_Source records_.
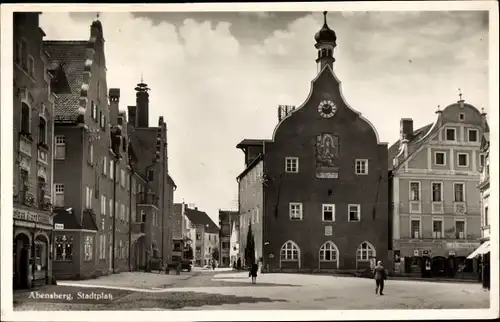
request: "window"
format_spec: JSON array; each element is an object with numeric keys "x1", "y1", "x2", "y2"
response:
[
  {"x1": 289, "y1": 203, "x2": 303, "y2": 220},
  {"x1": 196, "y1": 246, "x2": 201, "y2": 253},
  {"x1": 454, "y1": 183, "x2": 465, "y2": 202},
  {"x1": 434, "y1": 152, "x2": 446, "y2": 166},
  {"x1": 37, "y1": 177, "x2": 46, "y2": 207},
  {"x1": 432, "y1": 219, "x2": 443, "y2": 239},
  {"x1": 280, "y1": 241, "x2": 299, "y2": 261},
  {"x1": 484, "y1": 206, "x2": 489, "y2": 227},
  {"x1": 85, "y1": 186, "x2": 91, "y2": 208},
  {"x1": 55, "y1": 136, "x2": 66, "y2": 159},
  {"x1": 148, "y1": 169, "x2": 154, "y2": 181},
  {"x1": 132, "y1": 209, "x2": 136, "y2": 222},
  {"x1": 410, "y1": 182, "x2": 420, "y2": 201},
  {"x1": 411, "y1": 219, "x2": 421, "y2": 239},
  {"x1": 54, "y1": 184, "x2": 64, "y2": 207},
  {"x1": 100, "y1": 111, "x2": 104, "y2": 128},
  {"x1": 101, "y1": 217, "x2": 105, "y2": 230},
  {"x1": 110, "y1": 160, "x2": 114, "y2": 180},
  {"x1": 479, "y1": 153, "x2": 485, "y2": 168},
  {"x1": 356, "y1": 242, "x2": 375, "y2": 261},
  {"x1": 84, "y1": 236, "x2": 93, "y2": 261},
  {"x1": 141, "y1": 210, "x2": 146, "y2": 223},
  {"x1": 457, "y1": 153, "x2": 468, "y2": 167},
  {"x1": 88, "y1": 143, "x2": 94, "y2": 165},
  {"x1": 121, "y1": 204, "x2": 125, "y2": 221},
  {"x1": 54, "y1": 235, "x2": 73, "y2": 261},
  {"x1": 348, "y1": 204, "x2": 360, "y2": 222},
  {"x1": 196, "y1": 232, "x2": 202, "y2": 240},
  {"x1": 103, "y1": 156, "x2": 107, "y2": 176},
  {"x1": 319, "y1": 241, "x2": 338, "y2": 262},
  {"x1": 28, "y1": 55, "x2": 35, "y2": 77},
  {"x1": 20, "y1": 39, "x2": 28, "y2": 69},
  {"x1": 432, "y1": 182, "x2": 442, "y2": 202},
  {"x1": 93, "y1": 102, "x2": 97, "y2": 121},
  {"x1": 455, "y1": 220, "x2": 465, "y2": 239},
  {"x1": 21, "y1": 103, "x2": 31, "y2": 134},
  {"x1": 101, "y1": 195, "x2": 107, "y2": 216},
  {"x1": 121, "y1": 169, "x2": 126, "y2": 187},
  {"x1": 109, "y1": 198, "x2": 113, "y2": 217},
  {"x1": 322, "y1": 204, "x2": 335, "y2": 221},
  {"x1": 38, "y1": 117, "x2": 47, "y2": 144},
  {"x1": 355, "y1": 159, "x2": 368, "y2": 175},
  {"x1": 468, "y1": 129, "x2": 478, "y2": 142},
  {"x1": 285, "y1": 157, "x2": 299, "y2": 173},
  {"x1": 459, "y1": 113, "x2": 465, "y2": 121},
  {"x1": 446, "y1": 128, "x2": 456, "y2": 141}
]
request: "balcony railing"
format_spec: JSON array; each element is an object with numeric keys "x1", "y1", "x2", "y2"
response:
[
  {"x1": 132, "y1": 222, "x2": 146, "y2": 234},
  {"x1": 137, "y1": 192, "x2": 158, "y2": 206}
]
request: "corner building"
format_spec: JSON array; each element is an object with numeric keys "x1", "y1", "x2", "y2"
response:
[{"x1": 237, "y1": 13, "x2": 389, "y2": 272}]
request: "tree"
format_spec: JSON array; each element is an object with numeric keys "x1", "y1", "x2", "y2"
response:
[
  {"x1": 244, "y1": 223, "x2": 256, "y2": 267},
  {"x1": 212, "y1": 247, "x2": 220, "y2": 262}
]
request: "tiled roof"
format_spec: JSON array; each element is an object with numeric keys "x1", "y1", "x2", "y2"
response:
[
  {"x1": 168, "y1": 174, "x2": 177, "y2": 188},
  {"x1": 387, "y1": 123, "x2": 433, "y2": 165},
  {"x1": 53, "y1": 208, "x2": 82, "y2": 230},
  {"x1": 82, "y1": 211, "x2": 99, "y2": 231},
  {"x1": 43, "y1": 41, "x2": 88, "y2": 122},
  {"x1": 185, "y1": 208, "x2": 219, "y2": 234}
]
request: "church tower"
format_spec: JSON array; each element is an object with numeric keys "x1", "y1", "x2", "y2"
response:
[{"x1": 314, "y1": 11, "x2": 337, "y2": 73}]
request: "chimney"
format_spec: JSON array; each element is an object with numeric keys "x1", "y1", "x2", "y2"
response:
[
  {"x1": 108, "y1": 88, "x2": 120, "y2": 126},
  {"x1": 400, "y1": 118, "x2": 414, "y2": 142},
  {"x1": 135, "y1": 81, "x2": 150, "y2": 128},
  {"x1": 127, "y1": 106, "x2": 137, "y2": 128}
]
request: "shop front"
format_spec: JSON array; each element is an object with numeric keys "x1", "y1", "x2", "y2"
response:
[
  {"x1": 393, "y1": 240, "x2": 480, "y2": 279},
  {"x1": 13, "y1": 206, "x2": 53, "y2": 289}
]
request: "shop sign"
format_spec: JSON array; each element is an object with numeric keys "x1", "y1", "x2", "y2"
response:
[
  {"x1": 413, "y1": 249, "x2": 419, "y2": 256},
  {"x1": 422, "y1": 249, "x2": 432, "y2": 256},
  {"x1": 54, "y1": 223, "x2": 64, "y2": 230},
  {"x1": 449, "y1": 251, "x2": 456, "y2": 256},
  {"x1": 446, "y1": 242, "x2": 479, "y2": 249},
  {"x1": 13, "y1": 207, "x2": 52, "y2": 225}
]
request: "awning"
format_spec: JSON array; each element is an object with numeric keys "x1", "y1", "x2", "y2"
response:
[
  {"x1": 131, "y1": 233, "x2": 145, "y2": 244},
  {"x1": 467, "y1": 241, "x2": 490, "y2": 259}
]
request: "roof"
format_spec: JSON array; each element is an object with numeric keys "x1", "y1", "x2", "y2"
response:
[
  {"x1": 53, "y1": 208, "x2": 82, "y2": 230},
  {"x1": 184, "y1": 208, "x2": 219, "y2": 234},
  {"x1": 82, "y1": 210, "x2": 99, "y2": 231},
  {"x1": 43, "y1": 40, "x2": 89, "y2": 122},
  {"x1": 236, "y1": 139, "x2": 271, "y2": 150},
  {"x1": 237, "y1": 153, "x2": 263, "y2": 180},
  {"x1": 167, "y1": 174, "x2": 177, "y2": 188},
  {"x1": 387, "y1": 123, "x2": 433, "y2": 164}
]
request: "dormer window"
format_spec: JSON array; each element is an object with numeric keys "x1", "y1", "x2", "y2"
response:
[
  {"x1": 445, "y1": 128, "x2": 456, "y2": 141},
  {"x1": 468, "y1": 129, "x2": 478, "y2": 142},
  {"x1": 459, "y1": 113, "x2": 465, "y2": 121}
]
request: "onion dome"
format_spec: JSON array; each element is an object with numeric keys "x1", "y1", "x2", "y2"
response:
[{"x1": 314, "y1": 11, "x2": 337, "y2": 43}]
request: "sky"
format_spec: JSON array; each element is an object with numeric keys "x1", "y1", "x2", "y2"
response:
[{"x1": 39, "y1": 10, "x2": 489, "y2": 225}]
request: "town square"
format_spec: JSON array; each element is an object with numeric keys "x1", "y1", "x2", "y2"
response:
[{"x1": 1, "y1": 2, "x2": 497, "y2": 320}]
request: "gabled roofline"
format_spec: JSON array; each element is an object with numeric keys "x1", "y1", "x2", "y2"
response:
[{"x1": 236, "y1": 153, "x2": 263, "y2": 181}]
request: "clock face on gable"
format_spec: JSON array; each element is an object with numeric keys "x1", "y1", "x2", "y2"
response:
[{"x1": 318, "y1": 100, "x2": 337, "y2": 118}]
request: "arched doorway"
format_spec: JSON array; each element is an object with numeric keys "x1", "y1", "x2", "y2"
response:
[
  {"x1": 34, "y1": 234, "x2": 49, "y2": 283},
  {"x1": 134, "y1": 236, "x2": 146, "y2": 270},
  {"x1": 356, "y1": 241, "x2": 376, "y2": 270},
  {"x1": 14, "y1": 233, "x2": 31, "y2": 289}
]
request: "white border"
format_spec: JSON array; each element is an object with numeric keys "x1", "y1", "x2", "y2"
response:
[{"x1": 1, "y1": 2, "x2": 499, "y2": 321}]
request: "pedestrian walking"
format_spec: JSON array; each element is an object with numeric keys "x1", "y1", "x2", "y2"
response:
[
  {"x1": 249, "y1": 262, "x2": 259, "y2": 284},
  {"x1": 373, "y1": 260, "x2": 387, "y2": 295},
  {"x1": 212, "y1": 260, "x2": 216, "y2": 270}
]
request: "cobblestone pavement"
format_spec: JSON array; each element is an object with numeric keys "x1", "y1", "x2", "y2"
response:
[{"x1": 12, "y1": 271, "x2": 490, "y2": 310}]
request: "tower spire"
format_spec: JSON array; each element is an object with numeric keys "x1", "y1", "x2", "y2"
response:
[
  {"x1": 458, "y1": 88, "x2": 463, "y2": 101},
  {"x1": 314, "y1": 11, "x2": 337, "y2": 73},
  {"x1": 323, "y1": 11, "x2": 328, "y2": 25}
]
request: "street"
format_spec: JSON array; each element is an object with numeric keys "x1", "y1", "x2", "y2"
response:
[{"x1": 13, "y1": 269, "x2": 490, "y2": 310}]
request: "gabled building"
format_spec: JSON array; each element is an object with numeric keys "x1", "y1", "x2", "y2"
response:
[
  {"x1": 44, "y1": 18, "x2": 133, "y2": 279},
  {"x1": 389, "y1": 96, "x2": 488, "y2": 278},
  {"x1": 184, "y1": 207, "x2": 219, "y2": 266},
  {"x1": 218, "y1": 210, "x2": 239, "y2": 267},
  {"x1": 237, "y1": 12, "x2": 389, "y2": 272},
  {"x1": 127, "y1": 81, "x2": 176, "y2": 268},
  {"x1": 13, "y1": 12, "x2": 70, "y2": 289}
]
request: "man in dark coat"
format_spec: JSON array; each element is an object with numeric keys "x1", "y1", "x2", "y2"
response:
[
  {"x1": 249, "y1": 263, "x2": 259, "y2": 284},
  {"x1": 373, "y1": 260, "x2": 387, "y2": 295}
]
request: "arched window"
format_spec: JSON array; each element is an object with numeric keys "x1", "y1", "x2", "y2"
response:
[
  {"x1": 21, "y1": 103, "x2": 30, "y2": 134},
  {"x1": 280, "y1": 241, "x2": 299, "y2": 261},
  {"x1": 357, "y1": 241, "x2": 376, "y2": 261},
  {"x1": 319, "y1": 241, "x2": 338, "y2": 262}
]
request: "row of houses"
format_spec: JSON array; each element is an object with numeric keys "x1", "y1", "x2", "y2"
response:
[
  {"x1": 236, "y1": 12, "x2": 492, "y2": 278},
  {"x1": 172, "y1": 203, "x2": 219, "y2": 267},
  {"x1": 13, "y1": 13, "x2": 176, "y2": 289}
]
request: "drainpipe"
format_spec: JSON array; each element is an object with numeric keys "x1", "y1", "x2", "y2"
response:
[
  {"x1": 128, "y1": 168, "x2": 133, "y2": 271},
  {"x1": 161, "y1": 149, "x2": 166, "y2": 265},
  {"x1": 111, "y1": 154, "x2": 119, "y2": 273}
]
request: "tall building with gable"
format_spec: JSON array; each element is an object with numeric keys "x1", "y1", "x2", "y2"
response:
[
  {"x1": 237, "y1": 12, "x2": 389, "y2": 272},
  {"x1": 389, "y1": 96, "x2": 489, "y2": 278}
]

_Brief_.
Report every line of the data in which "tower" appears.

_Expected output_.
request: "church tower"
request: "tower spire"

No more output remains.